▸ WHAT THIS TASK INVOLVES
Output all the data exactly. Pictures do not belong in the copy.

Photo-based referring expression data
++++++

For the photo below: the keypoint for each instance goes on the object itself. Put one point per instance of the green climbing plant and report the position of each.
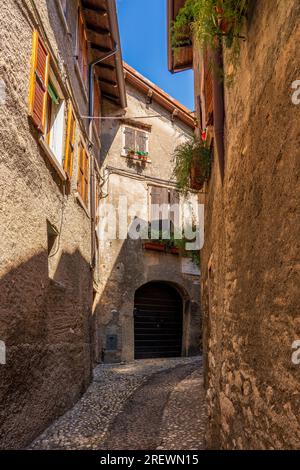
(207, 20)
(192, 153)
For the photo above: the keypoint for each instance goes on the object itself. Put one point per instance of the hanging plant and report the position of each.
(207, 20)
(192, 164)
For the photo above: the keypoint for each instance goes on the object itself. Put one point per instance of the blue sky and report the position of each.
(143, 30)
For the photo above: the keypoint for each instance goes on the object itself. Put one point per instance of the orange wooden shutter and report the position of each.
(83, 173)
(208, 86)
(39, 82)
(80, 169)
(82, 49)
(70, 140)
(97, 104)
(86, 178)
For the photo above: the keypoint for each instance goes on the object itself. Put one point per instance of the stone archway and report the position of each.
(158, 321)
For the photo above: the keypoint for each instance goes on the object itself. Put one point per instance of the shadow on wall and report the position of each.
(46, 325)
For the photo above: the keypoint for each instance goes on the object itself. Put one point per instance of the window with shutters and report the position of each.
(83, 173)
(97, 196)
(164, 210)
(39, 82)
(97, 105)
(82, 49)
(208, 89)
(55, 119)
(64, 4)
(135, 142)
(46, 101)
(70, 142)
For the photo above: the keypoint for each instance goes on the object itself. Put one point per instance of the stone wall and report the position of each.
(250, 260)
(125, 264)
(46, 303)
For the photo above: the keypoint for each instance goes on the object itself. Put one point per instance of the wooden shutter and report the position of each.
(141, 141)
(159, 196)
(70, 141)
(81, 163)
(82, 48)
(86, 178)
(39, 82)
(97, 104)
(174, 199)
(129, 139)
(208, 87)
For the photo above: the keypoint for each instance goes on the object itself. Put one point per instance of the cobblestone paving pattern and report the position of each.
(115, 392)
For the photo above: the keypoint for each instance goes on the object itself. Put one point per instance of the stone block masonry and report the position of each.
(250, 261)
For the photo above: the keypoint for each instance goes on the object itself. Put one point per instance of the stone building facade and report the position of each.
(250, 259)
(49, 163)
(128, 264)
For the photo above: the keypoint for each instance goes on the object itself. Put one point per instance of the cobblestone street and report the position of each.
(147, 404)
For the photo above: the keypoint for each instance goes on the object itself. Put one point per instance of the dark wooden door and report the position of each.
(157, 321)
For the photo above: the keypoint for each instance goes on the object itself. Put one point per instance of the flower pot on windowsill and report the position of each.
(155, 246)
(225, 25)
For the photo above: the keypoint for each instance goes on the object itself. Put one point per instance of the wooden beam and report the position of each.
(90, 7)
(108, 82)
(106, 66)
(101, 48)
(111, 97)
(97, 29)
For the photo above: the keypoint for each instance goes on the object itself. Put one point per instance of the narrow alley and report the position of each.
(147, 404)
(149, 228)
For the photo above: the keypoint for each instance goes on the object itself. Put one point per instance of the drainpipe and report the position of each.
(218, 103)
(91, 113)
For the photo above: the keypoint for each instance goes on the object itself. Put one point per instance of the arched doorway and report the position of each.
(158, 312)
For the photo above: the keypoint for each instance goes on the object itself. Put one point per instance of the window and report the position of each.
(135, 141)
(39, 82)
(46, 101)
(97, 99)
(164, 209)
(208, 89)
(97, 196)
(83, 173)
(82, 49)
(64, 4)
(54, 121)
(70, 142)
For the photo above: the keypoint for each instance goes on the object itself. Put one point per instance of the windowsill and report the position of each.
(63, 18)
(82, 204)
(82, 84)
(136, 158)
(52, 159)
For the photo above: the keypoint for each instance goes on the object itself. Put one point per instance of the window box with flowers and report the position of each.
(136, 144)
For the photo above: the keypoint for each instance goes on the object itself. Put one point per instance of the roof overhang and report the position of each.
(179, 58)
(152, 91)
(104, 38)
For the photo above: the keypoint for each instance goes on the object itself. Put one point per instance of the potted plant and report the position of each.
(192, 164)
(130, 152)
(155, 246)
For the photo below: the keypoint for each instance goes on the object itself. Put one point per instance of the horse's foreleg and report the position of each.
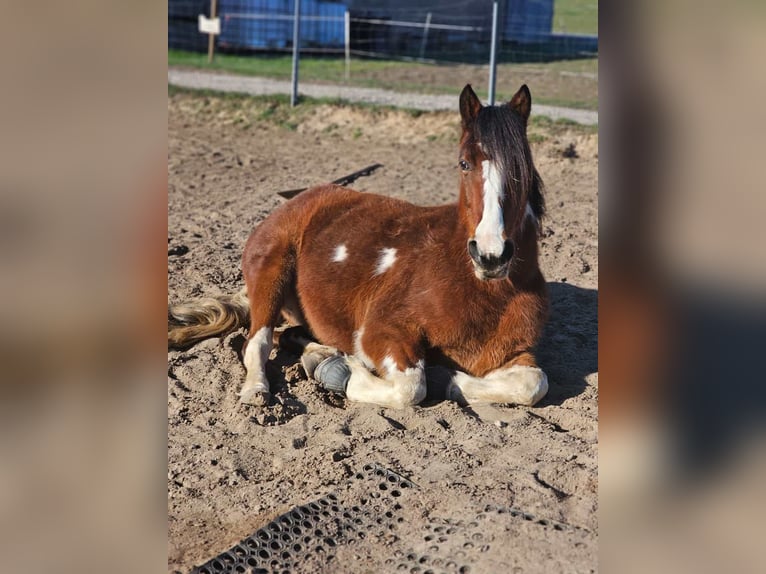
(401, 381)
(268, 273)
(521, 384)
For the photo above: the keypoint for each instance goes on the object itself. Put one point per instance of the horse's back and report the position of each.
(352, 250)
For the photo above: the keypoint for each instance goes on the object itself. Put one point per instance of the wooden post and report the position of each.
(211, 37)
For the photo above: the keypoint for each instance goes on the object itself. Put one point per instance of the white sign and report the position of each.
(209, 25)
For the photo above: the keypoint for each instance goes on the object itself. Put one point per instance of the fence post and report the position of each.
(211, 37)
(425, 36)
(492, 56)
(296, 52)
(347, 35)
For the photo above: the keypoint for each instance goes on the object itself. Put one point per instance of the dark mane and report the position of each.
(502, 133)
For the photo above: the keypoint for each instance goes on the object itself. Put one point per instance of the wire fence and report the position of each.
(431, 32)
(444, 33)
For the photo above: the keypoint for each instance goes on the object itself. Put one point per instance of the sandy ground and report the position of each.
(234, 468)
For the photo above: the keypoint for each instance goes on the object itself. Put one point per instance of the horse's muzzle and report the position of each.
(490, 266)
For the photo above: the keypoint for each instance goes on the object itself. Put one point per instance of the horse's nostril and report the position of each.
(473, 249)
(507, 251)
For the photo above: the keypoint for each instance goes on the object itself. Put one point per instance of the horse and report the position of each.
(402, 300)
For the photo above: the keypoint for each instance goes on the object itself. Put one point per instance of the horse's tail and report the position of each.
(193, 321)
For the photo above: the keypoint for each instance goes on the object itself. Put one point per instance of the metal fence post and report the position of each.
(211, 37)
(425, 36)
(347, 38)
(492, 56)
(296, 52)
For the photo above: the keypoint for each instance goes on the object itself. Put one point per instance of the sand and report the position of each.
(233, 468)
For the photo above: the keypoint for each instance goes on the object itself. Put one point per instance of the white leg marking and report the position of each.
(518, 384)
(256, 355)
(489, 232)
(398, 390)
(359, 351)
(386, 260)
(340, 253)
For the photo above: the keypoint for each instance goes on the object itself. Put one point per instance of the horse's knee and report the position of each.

++++++

▸ RESPONSE
For the photo below: the keypoint for each instance goes on the object itself. Put one point per instance of the green climbing plant and report the position of each.
(207, 20)
(192, 153)
For the photo above: the keypoint for each instance goes on the object itself. Put one point per instance of the hanging plant and report the position of each.
(207, 20)
(192, 164)
For the photo above: the keypoint for each instance goes on the object itself. Put one point per instance of the blue sky and report the position of each.
(143, 30)
For the photo above: the keypoint for each instance goes on the object itself. Put one point per instance of the orange wooden shutter and report the position of each.
(83, 173)
(208, 86)
(39, 82)
(80, 169)
(82, 49)
(70, 140)
(97, 104)
(86, 178)
For the photo above: the keypoint for each instance goes on the object itself. Put one point per instance of the stone archway and report the position of each.
(158, 321)
For the photo above: the keypoint for each instance goes on the object itself. Put one point per instance of the shadow on wall and report the position of each.
(46, 325)
For the photo above: the keypoint for each instance goes on the object itself. Put one point per instance of the window with shutters and report the position of each.
(83, 173)
(97, 196)
(164, 210)
(39, 82)
(97, 105)
(82, 49)
(208, 89)
(55, 119)
(64, 4)
(135, 142)
(46, 101)
(70, 142)
For the photo above: the keypoint for each instance goes on the object itself. Put one point per instance of the stone wall and report the position of each.
(250, 260)
(125, 264)
(46, 303)
For the photo above: the keypoint for each instance goes on the object itself. Put one point per instance of the wooden shutter and report the position of each.
(141, 141)
(159, 196)
(70, 141)
(81, 163)
(82, 48)
(86, 178)
(39, 82)
(97, 104)
(174, 199)
(129, 139)
(208, 87)
For the photo above: the keypoint for each instance goes on the object itself. Put one point per instance of the cobblestone paving pattern and report the position of each.
(115, 392)
For the photo above: the keypoint for each instance goes on the object itself. Put one point per instance of the stone block masonry and report the position of each.
(250, 261)
For the photo above: the keypoint for each instance goes on the object itself. Put one point per instance of the stone building facade and report the position of each.
(250, 259)
(49, 163)
(128, 264)
For the photo above: the keypoint for each instance goes on the object itself. Put one point per instance of the cobblestone street and report the position of each.
(147, 404)
For the photo above: the keypoint for each instance goes on the object itself. Put one point per instance of the dark wooden door and report the position of each.
(157, 321)
For the photo above: the keypoint for each instance goes on the object itself. Put one point per instance of the flower pot on windowsill and report the position of each.
(155, 246)
(225, 25)
For the photo above: the keypoint for each instance goes on the object itself. Put one point per instance of the wooden beam and report the position of each.
(90, 7)
(108, 82)
(106, 66)
(101, 48)
(111, 97)
(97, 29)
For the photo above: the keypoint for each instance goes on the object itself. Put one point per instance of the narrow alley and report the position of each.
(147, 404)
(149, 228)
For the photo above: the keypoint for each instance goes on the object itself. Put one point per instance of the drainpipe and report the position of each.
(218, 103)
(91, 113)
For the photo above: the keypoint for each instance goes on the object itself. Put one point per instance of the arched doorway and report the position of each.
(158, 312)
For the photo above: the keypoint for each instance goes on the object itself. Put one point per instance of the window and report the position of each.
(135, 141)
(39, 82)
(46, 101)
(97, 99)
(164, 209)
(208, 89)
(97, 196)
(83, 173)
(82, 49)
(64, 4)
(54, 121)
(70, 142)
For the photo above: the keypoint for each instance goes on the object itself. Put one point per instance of the windowsill and report the position of each.
(63, 18)
(82, 204)
(82, 84)
(136, 158)
(52, 159)
For the photo above: the keypoint for each instance goes on the object itself. Put one point per instance of the window box with flowers and report the position of each.
(136, 144)
For the photo above: the keypoint for each instance goes on the object itself. Put one point per instance of the roof overhang and report the position of each.
(179, 58)
(152, 91)
(104, 38)
For the photo above: the keypoint for each instance goes on the object itself. Put one point per instance of the potted plant and report the position of each.
(192, 164)
(130, 152)
(155, 246)
For the photo below: the keypoint for each instance goes on the object itself. Put one point per instance of the horse's foreleg and report the position of each.
(401, 381)
(268, 273)
(521, 384)
For the photo above: the keypoint for each instance goes on the object itself. Put one point per instance of the horse's back and report the position of each.
(352, 250)
For the photo above: the keypoint for each instance goes on the object itself. Put one point per instance of the wooden post and report the position of each.
(211, 37)
For the photo above: the keypoint for each instance goes on the object itself. Put one point per instance of the white sign and report the position of each.
(209, 25)
For the photo above: the keypoint for each instance goes on the object itself. Put one point per instance of the fence post and report the position of each.
(211, 37)
(425, 36)
(492, 56)
(296, 52)
(347, 35)
For the photo above: the keypoint for each instance goes on the object itself. Put one point per instance of the dark mane and report the position of each.
(502, 133)
For the photo above: the keypoint for each instance goes on the object itself. Put one point per instance of the wire fence and report the position of each.
(431, 32)
(444, 33)
For the photo above: the keypoint for each instance goes on the object itself. Put one point per instance of the sandy ground and report the position of each.
(234, 468)
For the photo above: the keypoint for each instance goes on the object itself. Put one point per instance of the horse's muzzle and report the position of each.
(490, 266)
For the photo above: the keypoint for each instance goes on the object itself. Put one point per instance of the horse's nostril and report the position of each.
(473, 249)
(507, 251)
For the photo above: the keypoint for each instance goes on the object itself. Put one point per instance of the horse and report the position of each.
(402, 300)
For the photo above: the keypoint for each instance goes on the object itself. Put one point per instance of the horse's tail and report the position of each.
(193, 321)
For the photo above: the keypoint for each instance goes on the object itself. Put one point per instance of the metal fence post and report the position of each.
(211, 37)
(425, 36)
(347, 38)
(492, 56)
(296, 52)
For the photo above: the keypoint for each instance goes on the object itself. Put one point per instance of the sand and report the position of each.
(233, 468)
For the photo above: the keypoint for each instance goes on the object itself. Put one point per instance of the white leg marking and report the position of each.
(518, 384)
(256, 355)
(489, 232)
(398, 390)
(359, 351)
(386, 260)
(340, 253)
For the photo above: the keypoint for each instance goes on the object itself. Put one point per instance of the horse's knee and report the position of each.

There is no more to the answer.